The data:

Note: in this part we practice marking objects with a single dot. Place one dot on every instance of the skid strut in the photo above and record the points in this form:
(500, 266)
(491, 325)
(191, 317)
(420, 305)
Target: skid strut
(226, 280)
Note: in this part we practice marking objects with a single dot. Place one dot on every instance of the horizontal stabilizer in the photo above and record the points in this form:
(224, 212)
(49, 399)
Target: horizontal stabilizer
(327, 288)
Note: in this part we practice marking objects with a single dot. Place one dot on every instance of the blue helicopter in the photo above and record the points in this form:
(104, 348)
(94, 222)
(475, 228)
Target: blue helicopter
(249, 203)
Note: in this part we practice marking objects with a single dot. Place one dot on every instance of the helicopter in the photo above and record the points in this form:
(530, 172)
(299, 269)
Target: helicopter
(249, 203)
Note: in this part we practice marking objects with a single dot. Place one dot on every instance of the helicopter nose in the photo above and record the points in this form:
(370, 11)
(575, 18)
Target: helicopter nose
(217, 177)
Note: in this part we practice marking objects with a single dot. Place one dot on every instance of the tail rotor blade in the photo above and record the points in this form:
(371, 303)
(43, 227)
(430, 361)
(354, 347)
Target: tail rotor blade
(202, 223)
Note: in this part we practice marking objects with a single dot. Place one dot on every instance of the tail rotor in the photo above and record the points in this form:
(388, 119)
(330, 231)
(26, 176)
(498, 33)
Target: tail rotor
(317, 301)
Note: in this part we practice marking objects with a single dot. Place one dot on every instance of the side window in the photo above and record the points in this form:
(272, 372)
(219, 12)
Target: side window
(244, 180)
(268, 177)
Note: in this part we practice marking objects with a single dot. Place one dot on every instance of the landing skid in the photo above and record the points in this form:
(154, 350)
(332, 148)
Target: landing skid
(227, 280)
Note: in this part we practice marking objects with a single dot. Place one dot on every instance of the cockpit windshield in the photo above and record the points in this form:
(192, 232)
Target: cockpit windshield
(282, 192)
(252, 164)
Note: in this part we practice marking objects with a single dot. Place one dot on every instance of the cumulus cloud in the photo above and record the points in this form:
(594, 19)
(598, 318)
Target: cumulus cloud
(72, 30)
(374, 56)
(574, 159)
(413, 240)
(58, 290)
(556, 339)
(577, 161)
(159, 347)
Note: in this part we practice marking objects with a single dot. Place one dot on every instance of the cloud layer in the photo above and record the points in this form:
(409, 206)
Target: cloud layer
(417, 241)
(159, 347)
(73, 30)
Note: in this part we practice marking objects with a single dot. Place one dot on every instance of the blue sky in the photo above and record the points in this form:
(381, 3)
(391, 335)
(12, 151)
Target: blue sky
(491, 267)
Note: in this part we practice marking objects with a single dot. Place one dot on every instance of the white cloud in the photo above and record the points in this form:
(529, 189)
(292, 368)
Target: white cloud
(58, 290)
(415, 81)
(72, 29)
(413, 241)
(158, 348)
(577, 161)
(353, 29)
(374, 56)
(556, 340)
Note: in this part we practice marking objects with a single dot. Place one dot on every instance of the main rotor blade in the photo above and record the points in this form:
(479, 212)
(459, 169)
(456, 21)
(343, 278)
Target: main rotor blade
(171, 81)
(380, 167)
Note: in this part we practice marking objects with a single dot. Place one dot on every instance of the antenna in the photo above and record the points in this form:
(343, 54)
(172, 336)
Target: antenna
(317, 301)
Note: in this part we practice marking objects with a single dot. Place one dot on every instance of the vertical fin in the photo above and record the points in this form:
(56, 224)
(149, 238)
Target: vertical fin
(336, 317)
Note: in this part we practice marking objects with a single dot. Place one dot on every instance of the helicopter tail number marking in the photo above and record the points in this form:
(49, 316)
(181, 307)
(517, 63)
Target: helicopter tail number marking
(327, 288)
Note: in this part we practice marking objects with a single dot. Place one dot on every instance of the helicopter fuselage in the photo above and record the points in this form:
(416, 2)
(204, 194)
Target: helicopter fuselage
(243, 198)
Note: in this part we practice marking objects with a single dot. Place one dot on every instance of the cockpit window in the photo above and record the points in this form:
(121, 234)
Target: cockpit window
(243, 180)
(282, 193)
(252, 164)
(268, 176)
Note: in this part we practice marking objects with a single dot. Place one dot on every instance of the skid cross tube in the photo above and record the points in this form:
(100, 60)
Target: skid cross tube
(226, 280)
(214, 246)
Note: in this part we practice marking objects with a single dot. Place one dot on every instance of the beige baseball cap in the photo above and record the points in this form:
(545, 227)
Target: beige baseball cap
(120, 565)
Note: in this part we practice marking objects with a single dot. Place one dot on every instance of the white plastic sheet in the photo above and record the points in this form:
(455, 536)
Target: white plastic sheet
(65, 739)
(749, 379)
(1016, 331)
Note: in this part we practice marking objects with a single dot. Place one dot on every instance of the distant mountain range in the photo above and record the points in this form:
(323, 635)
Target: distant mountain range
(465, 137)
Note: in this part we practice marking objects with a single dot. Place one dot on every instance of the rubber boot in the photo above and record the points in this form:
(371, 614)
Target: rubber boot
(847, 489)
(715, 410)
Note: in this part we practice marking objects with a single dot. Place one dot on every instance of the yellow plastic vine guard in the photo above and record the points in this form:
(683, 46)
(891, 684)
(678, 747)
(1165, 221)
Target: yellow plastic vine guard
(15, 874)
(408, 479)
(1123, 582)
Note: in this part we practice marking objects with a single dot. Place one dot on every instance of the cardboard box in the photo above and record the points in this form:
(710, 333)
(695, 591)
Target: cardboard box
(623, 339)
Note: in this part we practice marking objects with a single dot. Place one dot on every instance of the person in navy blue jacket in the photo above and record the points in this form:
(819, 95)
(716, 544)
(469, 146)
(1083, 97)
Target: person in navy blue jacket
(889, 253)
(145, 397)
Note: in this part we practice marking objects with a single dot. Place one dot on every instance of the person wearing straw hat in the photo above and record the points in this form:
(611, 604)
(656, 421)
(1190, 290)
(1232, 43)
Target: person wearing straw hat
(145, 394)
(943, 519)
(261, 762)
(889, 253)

Prompt:
Could you reproduce every record above exactly as it appears?

Result:
Note: in this part we practice marking objects with a single dot. Place one dot on every instance of the skid strut in the photo above and record the points in this form:
(500, 266)
(491, 325)
(191, 317)
(420, 305)
Target: skid strut
(226, 280)
Note: in this part we practice marking objects with a single dot. Place one dot on every instance of the horizontal stabilizer in the photo above and record the points in this form:
(224, 212)
(49, 399)
Target: horizontal stabilizer
(327, 288)
Note: in this part we practice marking objects with a single dot. Place one dot on every instance of the blue helicopter in the photo above and record the points in this form:
(104, 348)
(94, 222)
(475, 228)
Target: blue helicopter
(249, 203)
Note: in this part we practice marking objects with a single dot. Place one dot on every instance of the helicopter in the photo above and record the points in this form:
(530, 172)
(299, 269)
Target: helicopter
(249, 203)
Note: in this part we practice marking objects with a single dot. Place one dot on every instance of the helicopter nose in the photo above and record the points in this form:
(370, 11)
(575, 18)
Target: helicopter nose
(217, 177)
Note: in this part we practice marking objects with a single dot. Place one dot on every instance of the tail rotor blade in the photo above and record the points in this form:
(371, 303)
(43, 227)
(430, 361)
(354, 347)
Target: tail rotor blade
(202, 223)
Note: in this part we practice marking objects with a single dot. Place one dot on every instance of the tail rotor in the photo above and record the points in this form:
(388, 119)
(330, 231)
(26, 176)
(498, 33)
Target: tail rotor
(317, 301)
Note: in this part we practice marking objects with a single dot. Place one dot on every instance of the side window in the photo above and record the points in this form:
(272, 372)
(219, 12)
Target: side window
(244, 180)
(268, 177)
Note: in this part we practice marking objects with a single dot. Place one dot on every instance of the landing skid in the photo above and record the points in this form:
(154, 350)
(332, 148)
Target: landing skid
(227, 280)
Note: in this part we practice marking objects with a single dot. Place one dot on every instance of the cockpit windshield in the photo above and record the points in this form:
(192, 232)
Target: cockpit windshield
(282, 192)
(252, 164)
Note: in this part we practice marking objects with a single dot. Place one dot on every instance of the cumulus cloud in the photo above and record the points in this form:
(594, 19)
(598, 318)
Target: cumulus cloud
(72, 30)
(374, 56)
(574, 159)
(413, 240)
(58, 290)
(556, 339)
(577, 161)
(159, 347)
Note: in this part we practice marking objects with a single dot. Place one dot on every instance of the cloud layer in the photo above and record the points in this form:
(409, 206)
Target: cloud layer
(417, 241)
(159, 347)
(73, 30)
Note: in this part we practice marking objects with a single dot. Place one dot on every instance of the blue sky in the photo above and record the points in this form:
(381, 3)
(391, 335)
(12, 151)
Target: blue sky
(491, 267)
Note: in this part we practice marking objects with a single dot. Place one dot on every instance of the white cloud in the photo above and record the points in this form:
(529, 189)
(292, 368)
Target: white cloud
(58, 290)
(415, 81)
(72, 29)
(413, 241)
(158, 348)
(577, 161)
(353, 29)
(374, 56)
(556, 340)
Note: in this part we practice marking objects with a single dot. Place one dot on every instance of the main rotor blade in the photo above and record the points in this form:
(479, 212)
(459, 169)
(456, 21)
(343, 278)
Target: main rotor blade
(171, 81)
(380, 167)
Note: in this part we practice marking objects with a single dot. Place one dot on every instance of the antenna in the photo above and record the points in this form:
(343, 54)
(172, 336)
Target: antenna
(317, 301)
Note: in this part we practice marking objects with a single dot. Place one dot on every instance of the vertical fin in the photo above and record the points in this form:
(56, 224)
(149, 238)
Target: vertical fin
(336, 317)
Note: in this part we practice marking objects with a single dot. Place one dot on every instance of the helicopter tail number marking in the photo above and record the points in this form:
(49, 316)
(181, 307)
(517, 63)
Target: helicopter tail number marking
(327, 288)
Note: in this part we practice marking objects with a single dot. Place one dot on every instance of the helicopter fuselage in the photo above and record the points in this form:
(416, 2)
(204, 194)
Target: helicopter fuselage
(243, 198)
Note: in this part we practice marking objects with a single dot. Place one dot on every instance of the cockpit window in the photo above and record the points in this form:
(121, 234)
Target: cockpit window
(243, 180)
(282, 193)
(252, 164)
(268, 176)
Note: in this part we practice marking objects with a single dot. Place one dot on every instance of the skid cross tube in the photo above and record the points in this form:
(100, 60)
Target: skid cross tube
(226, 280)
(214, 246)
Note: in this part we practice marking objects with a single dot. Place one dot on every instance of the beige baseball cap in the photo above and record the points in this form:
(545, 227)
Target: beige baseball cap
(120, 565)
Note: in this part we practice marking objects with a single dot. Place one dot on every instance of the white plastic sheet in the photo above and record the points in this form:
(455, 536)
Target: white plastic sheet
(65, 739)
(749, 379)
(1016, 331)
Note: in this part we practice marking objects with a single dot. Place one dot on every instance of the distant mountain range in the photo above and record the points in this form:
(323, 635)
Target: distant mountain range
(465, 137)
Note: in this part we practice marking objects with a single dot. Place one dot on every instance of the rubber boot in the photo above and record the points in this form:
(371, 614)
Target: rubber boot
(847, 489)
(715, 410)
Note: in this part we practice marking objects with a single dot. Place one dot on every instance of the yellow plastic vine guard in the photo above and record the points in this form:
(683, 46)
(891, 684)
(678, 747)
(1165, 221)
Target: yellow plastic vine guard
(15, 874)
(408, 479)
(1123, 582)
Note: in this part we practice marking objects with a single dot. Place one dot on every instance of the cardboard box in the photo above and record the points in this form:
(710, 333)
(695, 591)
Target: cardboard box
(623, 339)
Note: in this part we practice marking objects with a single dot. Place one dot on every instance of the person in navy blue jacket in the photo above and record the points in this form:
(819, 95)
(716, 544)
(469, 146)
(1083, 97)
Target: person in navy blue jacket
(889, 253)
(145, 397)
Note: in this part we practice marking objects with a single dot. Place one dot on every instance of the person wearing straw hat in the photo above and record the points in this form:
(611, 604)
(656, 421)
(1190, 290)
(1232, 43)
Target: person wearing straw hat
(145, 394)
(943, 519)
(261, 762)
(889, 253)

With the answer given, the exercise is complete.